• [Data to use]:
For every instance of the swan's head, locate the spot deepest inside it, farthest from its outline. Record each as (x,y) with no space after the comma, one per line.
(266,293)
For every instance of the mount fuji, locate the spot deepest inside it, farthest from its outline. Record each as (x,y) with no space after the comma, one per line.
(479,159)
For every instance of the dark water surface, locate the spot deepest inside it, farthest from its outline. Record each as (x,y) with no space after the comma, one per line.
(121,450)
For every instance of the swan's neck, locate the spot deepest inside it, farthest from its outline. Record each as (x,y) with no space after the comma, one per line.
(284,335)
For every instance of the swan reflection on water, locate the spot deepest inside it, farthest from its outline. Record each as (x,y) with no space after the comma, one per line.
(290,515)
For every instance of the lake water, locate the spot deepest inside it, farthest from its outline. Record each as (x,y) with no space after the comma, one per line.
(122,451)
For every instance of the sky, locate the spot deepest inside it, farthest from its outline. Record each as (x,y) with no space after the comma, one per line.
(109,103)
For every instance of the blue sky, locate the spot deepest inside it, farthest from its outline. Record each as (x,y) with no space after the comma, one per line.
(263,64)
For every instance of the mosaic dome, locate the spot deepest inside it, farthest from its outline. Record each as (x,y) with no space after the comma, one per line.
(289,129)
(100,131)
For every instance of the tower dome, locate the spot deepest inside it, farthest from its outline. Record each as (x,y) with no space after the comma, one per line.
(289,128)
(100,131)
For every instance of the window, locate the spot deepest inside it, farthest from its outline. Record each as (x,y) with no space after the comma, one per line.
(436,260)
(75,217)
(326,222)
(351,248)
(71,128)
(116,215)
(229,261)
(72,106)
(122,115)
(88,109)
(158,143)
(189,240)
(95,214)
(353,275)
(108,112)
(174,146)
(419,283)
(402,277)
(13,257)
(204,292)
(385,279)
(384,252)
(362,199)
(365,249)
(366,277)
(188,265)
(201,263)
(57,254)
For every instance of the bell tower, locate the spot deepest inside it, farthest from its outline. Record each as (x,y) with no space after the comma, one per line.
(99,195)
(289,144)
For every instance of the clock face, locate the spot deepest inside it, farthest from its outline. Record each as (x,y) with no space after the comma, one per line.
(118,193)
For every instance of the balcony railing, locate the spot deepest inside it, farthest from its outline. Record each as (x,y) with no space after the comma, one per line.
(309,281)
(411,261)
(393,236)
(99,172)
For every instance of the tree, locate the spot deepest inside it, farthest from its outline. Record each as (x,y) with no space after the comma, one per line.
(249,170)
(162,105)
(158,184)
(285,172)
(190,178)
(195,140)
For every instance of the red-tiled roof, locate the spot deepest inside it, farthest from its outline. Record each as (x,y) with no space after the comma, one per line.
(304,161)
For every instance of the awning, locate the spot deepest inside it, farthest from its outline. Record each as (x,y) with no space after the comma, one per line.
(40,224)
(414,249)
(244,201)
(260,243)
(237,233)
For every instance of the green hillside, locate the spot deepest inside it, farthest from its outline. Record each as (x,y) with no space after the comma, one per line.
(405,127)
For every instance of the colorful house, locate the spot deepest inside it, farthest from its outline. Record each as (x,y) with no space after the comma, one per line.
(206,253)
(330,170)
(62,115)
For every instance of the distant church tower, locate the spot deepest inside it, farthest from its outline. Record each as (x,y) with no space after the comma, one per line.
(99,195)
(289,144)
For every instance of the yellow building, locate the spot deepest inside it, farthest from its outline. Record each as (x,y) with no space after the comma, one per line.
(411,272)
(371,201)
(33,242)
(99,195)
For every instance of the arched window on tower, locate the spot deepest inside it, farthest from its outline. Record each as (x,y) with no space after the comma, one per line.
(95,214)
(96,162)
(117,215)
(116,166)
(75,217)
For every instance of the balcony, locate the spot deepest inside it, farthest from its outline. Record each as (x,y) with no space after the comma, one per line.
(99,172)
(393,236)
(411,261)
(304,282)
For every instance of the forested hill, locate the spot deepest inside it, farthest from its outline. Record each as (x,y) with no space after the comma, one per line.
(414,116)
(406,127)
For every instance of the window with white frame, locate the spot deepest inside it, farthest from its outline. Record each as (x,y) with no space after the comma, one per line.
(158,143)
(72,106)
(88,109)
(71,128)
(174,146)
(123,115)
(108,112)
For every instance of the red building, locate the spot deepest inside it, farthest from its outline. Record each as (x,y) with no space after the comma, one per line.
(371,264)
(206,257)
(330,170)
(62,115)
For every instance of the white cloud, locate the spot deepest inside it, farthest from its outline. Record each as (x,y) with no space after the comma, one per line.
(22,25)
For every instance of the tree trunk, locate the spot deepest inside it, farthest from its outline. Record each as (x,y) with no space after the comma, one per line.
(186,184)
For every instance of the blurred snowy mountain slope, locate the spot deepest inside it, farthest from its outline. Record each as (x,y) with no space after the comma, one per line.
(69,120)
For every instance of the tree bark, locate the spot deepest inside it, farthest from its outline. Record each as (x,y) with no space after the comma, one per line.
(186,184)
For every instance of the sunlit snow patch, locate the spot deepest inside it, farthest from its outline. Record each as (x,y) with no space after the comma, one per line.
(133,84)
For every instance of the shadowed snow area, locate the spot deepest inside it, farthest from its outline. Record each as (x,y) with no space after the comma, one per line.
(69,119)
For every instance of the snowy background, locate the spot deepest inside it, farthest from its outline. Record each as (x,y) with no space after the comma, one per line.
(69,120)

==

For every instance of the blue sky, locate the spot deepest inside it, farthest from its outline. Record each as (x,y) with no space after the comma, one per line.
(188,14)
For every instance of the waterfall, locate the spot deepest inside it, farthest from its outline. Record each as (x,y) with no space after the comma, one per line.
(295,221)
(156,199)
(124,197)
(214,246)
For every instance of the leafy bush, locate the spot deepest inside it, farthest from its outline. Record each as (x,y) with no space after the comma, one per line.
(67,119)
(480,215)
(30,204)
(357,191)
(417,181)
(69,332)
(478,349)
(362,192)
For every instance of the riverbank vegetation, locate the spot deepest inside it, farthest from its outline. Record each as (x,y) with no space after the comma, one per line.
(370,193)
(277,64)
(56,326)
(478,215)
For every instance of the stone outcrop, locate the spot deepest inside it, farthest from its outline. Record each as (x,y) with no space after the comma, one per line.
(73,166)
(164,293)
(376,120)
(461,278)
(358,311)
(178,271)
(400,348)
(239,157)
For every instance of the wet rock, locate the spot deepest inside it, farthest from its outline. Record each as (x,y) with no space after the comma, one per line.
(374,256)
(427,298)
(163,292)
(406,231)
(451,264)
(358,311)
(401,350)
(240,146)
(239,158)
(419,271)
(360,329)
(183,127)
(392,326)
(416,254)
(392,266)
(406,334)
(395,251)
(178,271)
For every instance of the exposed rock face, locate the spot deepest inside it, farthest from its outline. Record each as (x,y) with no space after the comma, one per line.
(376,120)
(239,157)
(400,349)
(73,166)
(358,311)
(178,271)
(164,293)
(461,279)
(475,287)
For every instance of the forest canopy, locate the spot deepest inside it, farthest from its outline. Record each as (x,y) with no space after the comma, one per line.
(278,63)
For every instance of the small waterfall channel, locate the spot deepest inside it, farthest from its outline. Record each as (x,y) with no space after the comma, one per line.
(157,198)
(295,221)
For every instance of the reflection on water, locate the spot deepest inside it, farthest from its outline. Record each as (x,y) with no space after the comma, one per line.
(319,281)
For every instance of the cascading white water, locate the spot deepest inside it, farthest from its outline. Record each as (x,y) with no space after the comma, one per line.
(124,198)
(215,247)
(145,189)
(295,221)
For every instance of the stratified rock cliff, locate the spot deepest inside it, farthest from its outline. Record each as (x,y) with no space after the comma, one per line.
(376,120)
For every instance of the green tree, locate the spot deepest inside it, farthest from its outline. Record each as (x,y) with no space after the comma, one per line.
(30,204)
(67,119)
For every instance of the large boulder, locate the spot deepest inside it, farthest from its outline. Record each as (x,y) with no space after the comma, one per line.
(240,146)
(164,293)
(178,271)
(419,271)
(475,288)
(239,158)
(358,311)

• [Aim]:
Count the lines in the records above that contain the string "reflection", treating case as significant, and give only the number.

• [The response]:
2